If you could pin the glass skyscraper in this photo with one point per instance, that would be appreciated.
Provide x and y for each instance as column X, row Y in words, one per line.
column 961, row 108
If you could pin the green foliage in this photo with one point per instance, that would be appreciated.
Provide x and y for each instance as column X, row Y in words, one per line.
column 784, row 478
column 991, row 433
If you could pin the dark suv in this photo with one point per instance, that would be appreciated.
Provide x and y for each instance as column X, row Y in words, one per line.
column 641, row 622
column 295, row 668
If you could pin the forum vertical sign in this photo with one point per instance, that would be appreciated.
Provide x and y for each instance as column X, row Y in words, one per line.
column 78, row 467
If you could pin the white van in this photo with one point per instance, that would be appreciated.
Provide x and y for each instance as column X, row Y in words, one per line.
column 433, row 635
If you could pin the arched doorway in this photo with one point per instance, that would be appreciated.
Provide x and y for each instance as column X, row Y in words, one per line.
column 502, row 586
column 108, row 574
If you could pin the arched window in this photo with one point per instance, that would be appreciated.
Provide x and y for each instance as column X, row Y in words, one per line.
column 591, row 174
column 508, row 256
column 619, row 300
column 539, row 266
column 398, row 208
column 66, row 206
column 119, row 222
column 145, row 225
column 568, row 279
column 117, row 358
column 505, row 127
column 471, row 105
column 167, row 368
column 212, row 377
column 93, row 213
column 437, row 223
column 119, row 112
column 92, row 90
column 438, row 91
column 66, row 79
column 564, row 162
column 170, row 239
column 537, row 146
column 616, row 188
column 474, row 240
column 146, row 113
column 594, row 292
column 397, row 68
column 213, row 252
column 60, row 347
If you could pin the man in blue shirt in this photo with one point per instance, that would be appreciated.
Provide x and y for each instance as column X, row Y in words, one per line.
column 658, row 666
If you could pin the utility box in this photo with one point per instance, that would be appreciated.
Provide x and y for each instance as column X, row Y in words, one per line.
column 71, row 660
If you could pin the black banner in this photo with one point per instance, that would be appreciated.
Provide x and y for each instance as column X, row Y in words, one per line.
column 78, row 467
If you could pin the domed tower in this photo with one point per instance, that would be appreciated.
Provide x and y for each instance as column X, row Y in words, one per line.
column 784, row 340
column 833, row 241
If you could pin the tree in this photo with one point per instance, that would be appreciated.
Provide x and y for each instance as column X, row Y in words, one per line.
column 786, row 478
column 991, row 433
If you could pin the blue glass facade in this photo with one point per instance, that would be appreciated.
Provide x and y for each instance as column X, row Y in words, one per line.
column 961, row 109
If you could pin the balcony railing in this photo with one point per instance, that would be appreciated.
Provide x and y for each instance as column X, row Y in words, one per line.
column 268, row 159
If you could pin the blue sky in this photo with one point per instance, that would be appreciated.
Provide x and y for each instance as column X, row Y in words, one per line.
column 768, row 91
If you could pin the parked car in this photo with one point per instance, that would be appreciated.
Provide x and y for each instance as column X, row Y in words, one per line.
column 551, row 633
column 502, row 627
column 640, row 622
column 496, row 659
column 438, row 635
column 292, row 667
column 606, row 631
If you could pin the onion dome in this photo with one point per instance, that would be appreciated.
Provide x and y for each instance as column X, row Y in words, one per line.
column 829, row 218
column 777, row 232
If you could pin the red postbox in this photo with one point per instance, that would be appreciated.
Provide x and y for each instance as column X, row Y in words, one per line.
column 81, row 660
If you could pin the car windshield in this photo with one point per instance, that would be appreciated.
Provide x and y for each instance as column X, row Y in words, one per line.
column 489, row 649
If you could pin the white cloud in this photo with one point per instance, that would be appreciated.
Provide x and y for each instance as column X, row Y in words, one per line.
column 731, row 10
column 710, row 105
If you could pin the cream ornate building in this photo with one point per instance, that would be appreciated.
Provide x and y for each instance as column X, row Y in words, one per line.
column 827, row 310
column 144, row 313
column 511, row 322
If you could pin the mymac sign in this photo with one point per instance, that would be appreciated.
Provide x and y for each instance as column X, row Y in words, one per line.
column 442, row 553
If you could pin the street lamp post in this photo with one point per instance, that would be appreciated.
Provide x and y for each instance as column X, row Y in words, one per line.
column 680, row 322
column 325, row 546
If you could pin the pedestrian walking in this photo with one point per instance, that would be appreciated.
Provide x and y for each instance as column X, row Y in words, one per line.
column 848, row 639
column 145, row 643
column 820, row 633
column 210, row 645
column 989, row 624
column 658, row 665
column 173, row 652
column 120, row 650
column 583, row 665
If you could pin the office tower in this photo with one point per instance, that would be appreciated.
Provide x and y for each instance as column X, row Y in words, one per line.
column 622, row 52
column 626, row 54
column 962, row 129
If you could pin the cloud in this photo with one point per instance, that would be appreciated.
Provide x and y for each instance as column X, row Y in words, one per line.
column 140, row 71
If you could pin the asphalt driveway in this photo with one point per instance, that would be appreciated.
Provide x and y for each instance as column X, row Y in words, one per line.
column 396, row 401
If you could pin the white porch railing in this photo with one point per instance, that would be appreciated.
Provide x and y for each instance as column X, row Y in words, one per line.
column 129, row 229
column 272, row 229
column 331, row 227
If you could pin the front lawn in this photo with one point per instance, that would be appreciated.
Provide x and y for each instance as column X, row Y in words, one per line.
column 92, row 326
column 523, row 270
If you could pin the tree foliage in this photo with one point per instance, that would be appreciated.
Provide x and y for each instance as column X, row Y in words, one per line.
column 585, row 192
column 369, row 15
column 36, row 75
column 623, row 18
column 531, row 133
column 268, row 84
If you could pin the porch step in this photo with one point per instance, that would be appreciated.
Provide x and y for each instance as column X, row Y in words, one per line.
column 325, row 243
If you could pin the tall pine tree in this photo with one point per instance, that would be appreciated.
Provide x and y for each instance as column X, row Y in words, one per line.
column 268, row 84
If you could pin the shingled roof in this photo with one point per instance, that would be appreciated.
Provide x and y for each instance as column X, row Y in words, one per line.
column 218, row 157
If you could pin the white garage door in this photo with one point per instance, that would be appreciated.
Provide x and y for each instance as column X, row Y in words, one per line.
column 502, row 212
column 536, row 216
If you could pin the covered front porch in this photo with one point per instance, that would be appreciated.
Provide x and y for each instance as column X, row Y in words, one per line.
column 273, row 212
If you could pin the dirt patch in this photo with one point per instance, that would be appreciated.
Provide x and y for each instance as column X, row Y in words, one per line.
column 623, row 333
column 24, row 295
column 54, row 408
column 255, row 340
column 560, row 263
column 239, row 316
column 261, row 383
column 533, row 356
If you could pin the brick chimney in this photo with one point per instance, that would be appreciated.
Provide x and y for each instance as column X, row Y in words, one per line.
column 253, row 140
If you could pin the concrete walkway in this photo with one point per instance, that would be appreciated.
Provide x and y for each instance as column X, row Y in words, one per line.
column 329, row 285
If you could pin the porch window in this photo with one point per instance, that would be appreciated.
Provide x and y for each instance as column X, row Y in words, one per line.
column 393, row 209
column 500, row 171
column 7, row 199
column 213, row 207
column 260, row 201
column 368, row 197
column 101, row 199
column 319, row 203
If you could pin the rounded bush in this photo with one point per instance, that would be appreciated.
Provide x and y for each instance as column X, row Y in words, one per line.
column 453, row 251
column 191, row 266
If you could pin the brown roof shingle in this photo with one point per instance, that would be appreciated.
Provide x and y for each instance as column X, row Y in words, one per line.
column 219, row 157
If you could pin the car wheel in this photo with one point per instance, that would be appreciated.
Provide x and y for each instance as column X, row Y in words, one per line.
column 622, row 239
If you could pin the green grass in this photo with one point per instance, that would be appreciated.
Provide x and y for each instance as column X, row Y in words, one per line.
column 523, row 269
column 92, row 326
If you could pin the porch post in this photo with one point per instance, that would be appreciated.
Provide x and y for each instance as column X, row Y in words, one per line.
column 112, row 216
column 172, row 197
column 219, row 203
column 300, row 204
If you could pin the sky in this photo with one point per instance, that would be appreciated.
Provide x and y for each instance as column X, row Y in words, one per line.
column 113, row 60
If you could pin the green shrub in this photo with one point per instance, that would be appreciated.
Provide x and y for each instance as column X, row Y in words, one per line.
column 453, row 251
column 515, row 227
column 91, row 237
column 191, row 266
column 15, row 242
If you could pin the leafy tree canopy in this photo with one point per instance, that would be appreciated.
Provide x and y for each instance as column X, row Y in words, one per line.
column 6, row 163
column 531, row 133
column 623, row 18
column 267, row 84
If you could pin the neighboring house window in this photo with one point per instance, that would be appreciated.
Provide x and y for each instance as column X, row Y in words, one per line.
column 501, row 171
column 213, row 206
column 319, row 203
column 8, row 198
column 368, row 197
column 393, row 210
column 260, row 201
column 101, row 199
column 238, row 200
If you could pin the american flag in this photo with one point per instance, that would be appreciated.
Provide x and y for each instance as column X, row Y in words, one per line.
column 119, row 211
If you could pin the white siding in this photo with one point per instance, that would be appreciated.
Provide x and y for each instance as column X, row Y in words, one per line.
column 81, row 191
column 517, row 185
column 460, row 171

→ Required work
Using the listing, collect all lines in which the string "cloud" is found.

→ Exercise result
If you could pin the white cloud in this photo with one point per instance, that would be appreciated.
If you could pin the cloud in this photo with one point per instance, that would be appreciated.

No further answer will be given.